WHAT TO DO »
Could you reproduce the part of the Kareem Abdul-Jabbar article that opens with the words containing "Enduring example Kareem" and closes with "of sporting excellence.", copying it exactly?

GIVEN TEXT »
- - - -

Enduring example Kareem Abdul-Jabbar has made a life’s work of healthy living

The Los Angeles Lakers legend, slated to come to Abu Dhabi for a diabetes awareness campaign starting on Tuesday, has fashioned a decades-long career revolving around health and fitness.

Los Angeles Lakers legend Kareem Abdul-Jabbar, slated to come to Abu Dhabi for a diabetes awareness campaign starting on Tuesday, has fashioned a decades-long career revolving around health and fitness. AP Photo/Reed Saxon
Powered by automated translation

Across two decades in the National Basketball Association, Kareem Abdul-Jabbar was an enduring example of sporting excellence.

He set an NBA record for points scored and his 1,560 games, over 20 seasons, ranks second on the league’s list.

In addition to skill and size, which accounted for his record points total of 38,387, he was a paragon of healthy living.

During and after his basketball career, which ended at age 42 in 1989 with six championships and six Most Valuable Player awards, he was known as a practitioner of yoga and martial arts, avoided tobacco products and kept his weight under control.

It is, perhaps, no surprise that one of sport’s renaissance men, a published author and respected social critic, should promote healthy lifestyles among his many interests.

“It’s a part of what I do. It’s a very important part of me,” Abdul-Jabbar said ahead of his arrival for Wednesday’s diabetes walk in Al Ain, an event being organised by the Imperial College London Diabetes Centre.

It will be the highlight of a visit that includes helping promote the Walk 2014 walkathon at Yas Marina Circuit on November 7, among other clinics and appearances the American will make to support the fight against diabetes, to advance sport and promote his larger lifestyle philosophy.

“I like to promote diabetes [campaigns], with how much a problem diabetes is,” said the former Los Angeles Laker. “Promoting diet and exercise and healthy living, you kind of really make it possible for people to have more productive and healthier lives.”

Over the course of his career at the University of California Los Angeles and in the NBA, Abdul-Jabbar was a larger-than-life figure, at 2.18 metres, on the basketball court.

- - - -

DATA EXTRACTS »
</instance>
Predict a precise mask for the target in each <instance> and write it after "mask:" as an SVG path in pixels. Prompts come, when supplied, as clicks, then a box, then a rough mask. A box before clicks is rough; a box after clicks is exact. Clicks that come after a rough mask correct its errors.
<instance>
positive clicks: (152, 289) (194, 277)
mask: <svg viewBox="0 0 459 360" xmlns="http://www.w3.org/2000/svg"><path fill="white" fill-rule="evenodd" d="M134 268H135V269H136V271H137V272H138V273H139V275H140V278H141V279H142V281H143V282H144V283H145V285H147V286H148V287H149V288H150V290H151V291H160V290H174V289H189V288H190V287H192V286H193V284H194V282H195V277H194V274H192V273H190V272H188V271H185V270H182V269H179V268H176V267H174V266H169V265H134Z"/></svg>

- - - -

COMPLETED TASK »
Enduring example Kareem Abdul-Jabbar has made a life’s work of healthy living

The Los Angeles Lakers legend, slated to come to Abu Dhabi for a diabetes awareness campaign starting on Tuesday, has fashioned a decades-long career revolving around health and fitness.

Los Angeles Lakers legend Kareem Abdul-Jabbar, slated to come to Abu Dhabi for a diabetes awareness campaign starting on Tuesday, has fashioned a decades-long career revolving around health and fitness. AP Photo/Reed Saxon
Powered by automated translation

Across two decades in the National Basketball Association, Kareem Abdul-Jabbar was an enduring example of sporting excellence.